Chapter 39: No free man shall be arrested or imprisoned or disseised or outlawed or exiled or any way victimized, neither will we attack him or send anyone to attack him, except by the lawful judgment of his peers [in other words] by the law of [from] the land. Chapter 40: To no one will we sell, to no one will we refuse or delay right or justice.
 

Trial by jury in all cases, our English ancestors deemed (as Story correctly tells us), "the great protection of their civil  and political liberties, and watched with an unceasing jealousy and solicitude." "Nullus liber homo capiatur nec imprisonetur aut exulet, aut aliquo modo, destruator, etc.; nisi per legae judicium parium suorum, vel per legem terrea." Magna Carta [1225, 1297]
 

It put a stop to the robberies of petty government "authorized" tyrants:

Chapter 28: No constable or other bailiff of ours shall take anyone’s corn or other chattels [property] unless he pays on the spot in cash for them . .

Edward Coke’s Petition of Right

Four centuries after 1215, the 17th-century crisis of political legitimacy began. English reformers wished to show that they were not innovators but rather restorers of ancient and true ways that had been lost after 1066. From the Tudor autocracy at the beginning of the century to the Whig oligarchy at the end, and passing through civil wars among the “four kingdoms” and the bourgeois revolution in between—the crisis was conducted in terms of the Magna Carta.

**DATA ROWS**:

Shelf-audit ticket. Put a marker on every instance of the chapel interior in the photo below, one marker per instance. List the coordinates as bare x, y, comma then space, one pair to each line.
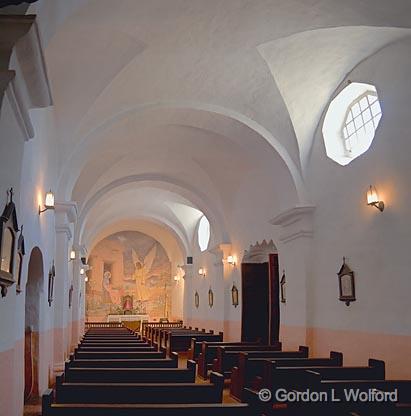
205, 207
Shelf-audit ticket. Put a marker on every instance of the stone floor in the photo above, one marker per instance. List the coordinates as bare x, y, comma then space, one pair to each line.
33, 408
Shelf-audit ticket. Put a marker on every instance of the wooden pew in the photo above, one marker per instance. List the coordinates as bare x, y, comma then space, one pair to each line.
197, 346
162, 335
139, 393
148, 326
171, 362
252, 365
104, 347
276, 374
181, 342
209, 353
227, 357
110, 355
79, 409
130, 375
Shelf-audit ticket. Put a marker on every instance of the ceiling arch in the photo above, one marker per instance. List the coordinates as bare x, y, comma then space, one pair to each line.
308, 66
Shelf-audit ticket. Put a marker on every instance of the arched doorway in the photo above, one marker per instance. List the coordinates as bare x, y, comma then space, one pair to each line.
34, 287
260, 293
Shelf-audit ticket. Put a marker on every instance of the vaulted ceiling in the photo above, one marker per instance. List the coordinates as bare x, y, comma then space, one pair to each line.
203, 91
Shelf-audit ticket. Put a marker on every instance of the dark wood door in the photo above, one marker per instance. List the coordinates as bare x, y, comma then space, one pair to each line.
260, 302
255, 300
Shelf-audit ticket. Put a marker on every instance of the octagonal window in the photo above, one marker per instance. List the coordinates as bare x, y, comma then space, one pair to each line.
351, 122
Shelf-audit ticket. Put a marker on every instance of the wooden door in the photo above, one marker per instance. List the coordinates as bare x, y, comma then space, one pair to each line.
260, 301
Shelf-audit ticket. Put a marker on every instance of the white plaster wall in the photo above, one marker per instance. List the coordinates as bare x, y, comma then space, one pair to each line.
375, 244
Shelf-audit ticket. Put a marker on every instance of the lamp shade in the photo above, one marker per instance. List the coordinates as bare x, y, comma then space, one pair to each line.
372, 196
49, 202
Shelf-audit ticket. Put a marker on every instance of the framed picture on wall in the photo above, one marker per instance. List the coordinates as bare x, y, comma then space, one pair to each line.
210, 298
346, 283
8, 231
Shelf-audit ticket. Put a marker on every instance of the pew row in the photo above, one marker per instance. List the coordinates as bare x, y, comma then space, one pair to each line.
139, 393
130, 375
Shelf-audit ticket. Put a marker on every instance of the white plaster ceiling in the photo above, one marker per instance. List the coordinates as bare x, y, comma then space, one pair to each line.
308, 66
196, 95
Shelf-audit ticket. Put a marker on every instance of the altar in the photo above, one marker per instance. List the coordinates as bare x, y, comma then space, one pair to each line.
127, 318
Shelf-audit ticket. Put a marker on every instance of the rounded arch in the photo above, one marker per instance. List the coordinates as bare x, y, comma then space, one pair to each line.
187, 113
34, 289
195, 196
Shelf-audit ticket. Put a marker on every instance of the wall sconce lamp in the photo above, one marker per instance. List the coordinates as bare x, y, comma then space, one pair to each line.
49, 202
231, 260
373, 199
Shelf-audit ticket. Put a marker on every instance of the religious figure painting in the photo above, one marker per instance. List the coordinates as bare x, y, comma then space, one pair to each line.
130, 274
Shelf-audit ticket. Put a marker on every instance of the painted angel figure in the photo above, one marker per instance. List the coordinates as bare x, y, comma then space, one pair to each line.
142, 269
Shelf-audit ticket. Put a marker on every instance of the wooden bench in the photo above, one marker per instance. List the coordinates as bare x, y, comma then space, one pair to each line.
196, 346
104, 347
252, 365
80, 409
171, 362
139, 393
182, 342
227, 357
110, 355
276, 374
130, 375
209, 353
164, 334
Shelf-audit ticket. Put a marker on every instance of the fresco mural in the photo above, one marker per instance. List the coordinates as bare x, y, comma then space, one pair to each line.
130, 274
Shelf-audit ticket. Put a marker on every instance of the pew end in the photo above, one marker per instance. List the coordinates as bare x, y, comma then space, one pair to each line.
46, 401
379, 364
304, 350
338, 357
218, 380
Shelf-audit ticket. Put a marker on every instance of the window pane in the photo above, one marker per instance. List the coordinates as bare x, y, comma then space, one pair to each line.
7, 251
356, 110
372, 99
375, 108
377, 119
366, 115
358, 122
364, 103
369, 128
350, 128
203, 233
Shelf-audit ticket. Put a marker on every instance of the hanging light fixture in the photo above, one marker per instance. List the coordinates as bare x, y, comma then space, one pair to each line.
73, 254
373, 199
49, 202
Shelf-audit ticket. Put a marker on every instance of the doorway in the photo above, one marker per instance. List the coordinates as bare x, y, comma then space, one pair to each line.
260, 294
32, 317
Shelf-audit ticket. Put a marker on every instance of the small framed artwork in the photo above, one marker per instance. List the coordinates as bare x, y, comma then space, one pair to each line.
70, 295
234, 295
210, 298
282, 288
52, 275
21, 251
346, 282
8, 230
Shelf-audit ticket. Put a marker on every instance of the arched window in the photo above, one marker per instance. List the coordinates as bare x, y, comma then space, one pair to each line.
203, 233
351, 122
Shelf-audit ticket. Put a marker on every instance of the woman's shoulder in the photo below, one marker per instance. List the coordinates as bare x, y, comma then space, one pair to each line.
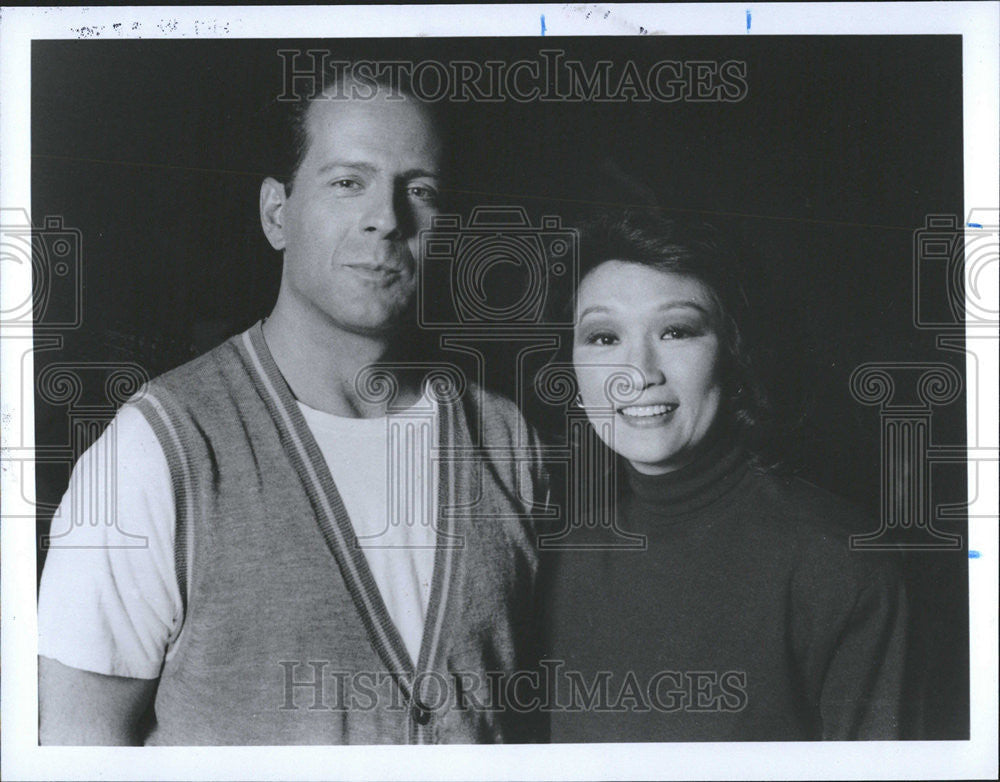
815, 528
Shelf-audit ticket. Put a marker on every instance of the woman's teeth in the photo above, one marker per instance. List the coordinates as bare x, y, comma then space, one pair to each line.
646, 411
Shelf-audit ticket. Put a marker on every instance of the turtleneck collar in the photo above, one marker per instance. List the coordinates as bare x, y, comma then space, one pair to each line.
716, 469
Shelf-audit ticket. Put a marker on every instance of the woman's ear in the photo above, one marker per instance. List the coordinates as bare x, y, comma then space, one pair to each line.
272, 204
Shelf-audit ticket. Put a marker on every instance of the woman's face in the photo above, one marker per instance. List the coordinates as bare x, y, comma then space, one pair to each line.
646, 355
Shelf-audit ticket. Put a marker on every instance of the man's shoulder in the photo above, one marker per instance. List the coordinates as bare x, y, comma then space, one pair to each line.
193, 378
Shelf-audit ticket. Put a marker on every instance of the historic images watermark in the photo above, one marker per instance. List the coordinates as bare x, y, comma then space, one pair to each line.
551, 77
316, 686
46, 260
952, 262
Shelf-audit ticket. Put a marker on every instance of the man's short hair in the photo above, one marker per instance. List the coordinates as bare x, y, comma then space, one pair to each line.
288, 132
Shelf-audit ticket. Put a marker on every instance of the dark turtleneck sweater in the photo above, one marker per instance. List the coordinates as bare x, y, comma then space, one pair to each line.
745, 617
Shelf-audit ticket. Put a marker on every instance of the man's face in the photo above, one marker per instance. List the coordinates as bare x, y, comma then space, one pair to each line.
366, 187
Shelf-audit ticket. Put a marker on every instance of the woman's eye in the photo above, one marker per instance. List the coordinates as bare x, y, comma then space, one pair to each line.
602, 338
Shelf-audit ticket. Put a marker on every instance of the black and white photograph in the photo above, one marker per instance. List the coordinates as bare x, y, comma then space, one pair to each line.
611, 385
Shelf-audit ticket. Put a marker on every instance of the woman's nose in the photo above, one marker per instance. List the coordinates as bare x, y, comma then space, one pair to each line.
646, 364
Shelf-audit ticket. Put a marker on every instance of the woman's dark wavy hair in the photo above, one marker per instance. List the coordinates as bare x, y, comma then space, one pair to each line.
699, 251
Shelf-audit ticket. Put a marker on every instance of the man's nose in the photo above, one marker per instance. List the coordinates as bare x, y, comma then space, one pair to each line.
387, 213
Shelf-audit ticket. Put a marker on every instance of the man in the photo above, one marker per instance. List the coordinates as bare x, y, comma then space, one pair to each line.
281, 599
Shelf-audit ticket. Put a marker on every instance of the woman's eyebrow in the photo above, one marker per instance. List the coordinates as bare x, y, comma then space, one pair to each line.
685, 304
592, 309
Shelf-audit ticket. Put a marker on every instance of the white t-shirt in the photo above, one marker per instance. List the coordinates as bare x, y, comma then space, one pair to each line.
109, 600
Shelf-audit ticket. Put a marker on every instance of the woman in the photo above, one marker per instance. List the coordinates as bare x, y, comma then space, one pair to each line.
742, 614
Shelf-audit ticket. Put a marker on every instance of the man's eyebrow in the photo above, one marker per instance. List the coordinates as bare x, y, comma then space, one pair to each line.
369, 168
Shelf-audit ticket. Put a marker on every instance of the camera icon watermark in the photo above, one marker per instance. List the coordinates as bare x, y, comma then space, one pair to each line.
955, 269
498, 271
45, 262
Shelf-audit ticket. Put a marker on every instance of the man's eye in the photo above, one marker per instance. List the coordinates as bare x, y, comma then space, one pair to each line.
423, 193
602, 338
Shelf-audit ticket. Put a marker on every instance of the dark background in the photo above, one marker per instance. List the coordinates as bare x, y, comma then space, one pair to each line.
155, 150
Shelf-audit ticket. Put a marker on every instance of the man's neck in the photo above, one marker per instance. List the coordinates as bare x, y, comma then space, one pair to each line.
321, 364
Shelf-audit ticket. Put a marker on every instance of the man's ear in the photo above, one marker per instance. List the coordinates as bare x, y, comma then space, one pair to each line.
272, 202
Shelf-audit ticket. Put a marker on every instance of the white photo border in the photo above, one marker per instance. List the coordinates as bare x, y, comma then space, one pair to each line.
978, 24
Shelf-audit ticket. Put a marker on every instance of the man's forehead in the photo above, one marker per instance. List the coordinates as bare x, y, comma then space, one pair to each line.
398, 127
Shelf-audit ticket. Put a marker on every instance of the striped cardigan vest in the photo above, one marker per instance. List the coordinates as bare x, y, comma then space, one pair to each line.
285, 638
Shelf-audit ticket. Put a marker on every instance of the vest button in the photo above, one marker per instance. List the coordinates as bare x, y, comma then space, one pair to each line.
421, 714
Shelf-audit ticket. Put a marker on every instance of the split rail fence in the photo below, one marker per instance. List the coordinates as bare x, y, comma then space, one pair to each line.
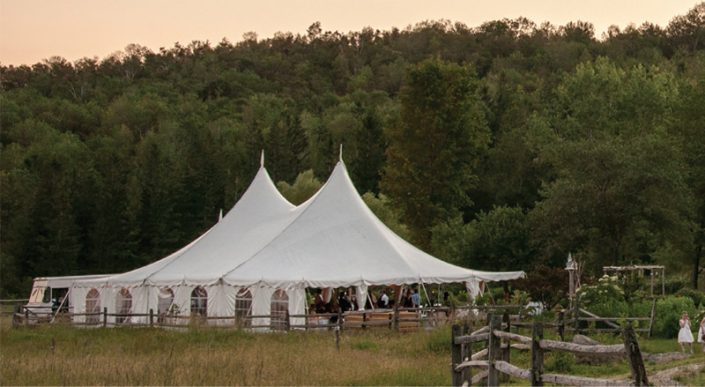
494, 359
400, 319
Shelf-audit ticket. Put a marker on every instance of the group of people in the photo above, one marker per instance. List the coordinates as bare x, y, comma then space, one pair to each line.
685, 335
385, 299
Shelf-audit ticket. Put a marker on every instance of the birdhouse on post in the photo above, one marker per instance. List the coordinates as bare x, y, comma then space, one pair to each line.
573, 282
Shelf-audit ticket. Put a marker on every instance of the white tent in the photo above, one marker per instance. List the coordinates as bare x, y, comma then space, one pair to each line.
265, 244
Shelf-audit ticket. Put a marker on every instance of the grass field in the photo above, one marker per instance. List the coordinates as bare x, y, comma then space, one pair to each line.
52, 355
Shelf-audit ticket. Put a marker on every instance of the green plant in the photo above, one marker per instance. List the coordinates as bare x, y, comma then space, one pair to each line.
697, 296
560, 362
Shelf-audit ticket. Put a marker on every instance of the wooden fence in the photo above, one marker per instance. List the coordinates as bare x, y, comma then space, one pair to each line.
400, 319
494, 359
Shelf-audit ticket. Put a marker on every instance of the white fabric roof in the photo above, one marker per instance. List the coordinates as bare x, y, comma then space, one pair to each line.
332, 240
335, 240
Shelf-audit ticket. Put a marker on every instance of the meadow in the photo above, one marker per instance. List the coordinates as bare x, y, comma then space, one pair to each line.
63, 355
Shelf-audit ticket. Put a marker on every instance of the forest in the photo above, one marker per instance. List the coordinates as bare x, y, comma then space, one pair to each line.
499, 147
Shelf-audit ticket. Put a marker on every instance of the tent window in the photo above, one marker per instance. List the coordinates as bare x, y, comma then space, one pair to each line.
164, 305
243, 307
280, 307
199, 302
93, 307
123, 306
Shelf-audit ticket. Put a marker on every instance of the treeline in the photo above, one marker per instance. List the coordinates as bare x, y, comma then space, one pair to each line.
504, 146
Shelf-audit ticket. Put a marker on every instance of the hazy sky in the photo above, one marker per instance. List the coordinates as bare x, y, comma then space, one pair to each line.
33, 30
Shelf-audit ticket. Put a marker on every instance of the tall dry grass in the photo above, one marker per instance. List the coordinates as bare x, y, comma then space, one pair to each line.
53, 355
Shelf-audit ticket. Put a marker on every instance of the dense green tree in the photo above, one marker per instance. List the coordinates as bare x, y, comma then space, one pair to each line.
433, 153
495, 240
620, 194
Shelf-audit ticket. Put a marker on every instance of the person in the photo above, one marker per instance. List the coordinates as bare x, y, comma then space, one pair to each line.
343, 302
406, 299
353, 302
383, 299
319, 305
701, 333
415, 298
685, 336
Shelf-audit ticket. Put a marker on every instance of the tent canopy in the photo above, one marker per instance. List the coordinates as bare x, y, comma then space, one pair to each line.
332, 240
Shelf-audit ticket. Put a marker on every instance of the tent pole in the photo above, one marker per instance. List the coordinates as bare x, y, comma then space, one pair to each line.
425, 291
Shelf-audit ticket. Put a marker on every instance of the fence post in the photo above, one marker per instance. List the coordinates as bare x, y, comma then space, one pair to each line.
467, 352
494, 351
536, 355
653, 316
505, 351
456, 356
636, 362
576, 315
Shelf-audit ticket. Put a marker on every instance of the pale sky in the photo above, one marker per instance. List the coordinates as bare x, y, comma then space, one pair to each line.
34, 30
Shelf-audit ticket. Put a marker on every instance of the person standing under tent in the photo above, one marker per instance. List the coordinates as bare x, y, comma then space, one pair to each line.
701, 333
685, 336
415, 298
383, 299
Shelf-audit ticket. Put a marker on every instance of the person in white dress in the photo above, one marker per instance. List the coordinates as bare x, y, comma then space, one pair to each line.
701, 333
685, 336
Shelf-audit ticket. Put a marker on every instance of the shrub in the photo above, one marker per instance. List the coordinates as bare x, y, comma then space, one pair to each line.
606, 298
697, 296
668, 312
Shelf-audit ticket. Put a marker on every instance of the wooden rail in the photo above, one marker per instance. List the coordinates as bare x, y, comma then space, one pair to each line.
497, 357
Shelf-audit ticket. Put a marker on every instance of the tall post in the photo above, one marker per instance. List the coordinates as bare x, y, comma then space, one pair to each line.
536, 355
467, 353
631, 345
456, 356
576, 314
494, 351
506, 326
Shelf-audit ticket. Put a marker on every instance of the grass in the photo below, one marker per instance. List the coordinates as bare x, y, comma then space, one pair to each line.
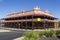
35, 35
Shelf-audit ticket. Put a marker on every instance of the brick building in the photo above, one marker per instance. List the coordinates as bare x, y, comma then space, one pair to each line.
31, 19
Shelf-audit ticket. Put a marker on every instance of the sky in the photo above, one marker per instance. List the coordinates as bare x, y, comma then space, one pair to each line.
12, 6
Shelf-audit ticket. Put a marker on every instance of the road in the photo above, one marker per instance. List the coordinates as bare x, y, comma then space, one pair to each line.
11, 35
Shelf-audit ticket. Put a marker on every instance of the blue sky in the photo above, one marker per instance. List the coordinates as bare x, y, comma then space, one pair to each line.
11, 6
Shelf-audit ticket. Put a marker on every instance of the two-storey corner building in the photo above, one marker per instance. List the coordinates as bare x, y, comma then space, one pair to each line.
32, 19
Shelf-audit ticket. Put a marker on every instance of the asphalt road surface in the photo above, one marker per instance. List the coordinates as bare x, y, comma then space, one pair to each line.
11, 35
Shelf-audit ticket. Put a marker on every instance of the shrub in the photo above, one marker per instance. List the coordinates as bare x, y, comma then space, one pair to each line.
49, 33
57, 32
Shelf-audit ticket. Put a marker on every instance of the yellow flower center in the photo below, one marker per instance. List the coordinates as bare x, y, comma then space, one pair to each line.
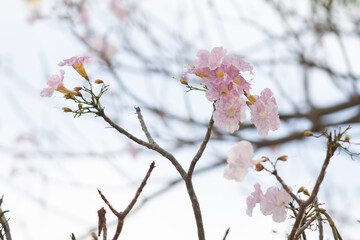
236, 81
220, 73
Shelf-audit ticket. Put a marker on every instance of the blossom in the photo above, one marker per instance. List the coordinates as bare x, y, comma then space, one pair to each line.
239, 161
274, 202
78, 64
55, 82
255, 198
264, 113
229, 112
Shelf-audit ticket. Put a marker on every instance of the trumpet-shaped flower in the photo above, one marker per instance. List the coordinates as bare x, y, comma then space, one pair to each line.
55, 82
239, 161
274, 203
264, 113
78, 64
255, 198
229, 112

**INSTRUCTIONS FOR THE TASK**: Please set down the part of the Magna Carta passage starting at "Chapter 28: No" and ending at "for them . .", copied word for word.

**SOLUTION FOR THIS TASK**:
Chapter 28: No constable or other bailiff of ours shall take anyone’s corn or other chattels [property] unless he pays on the spot in cash for them . .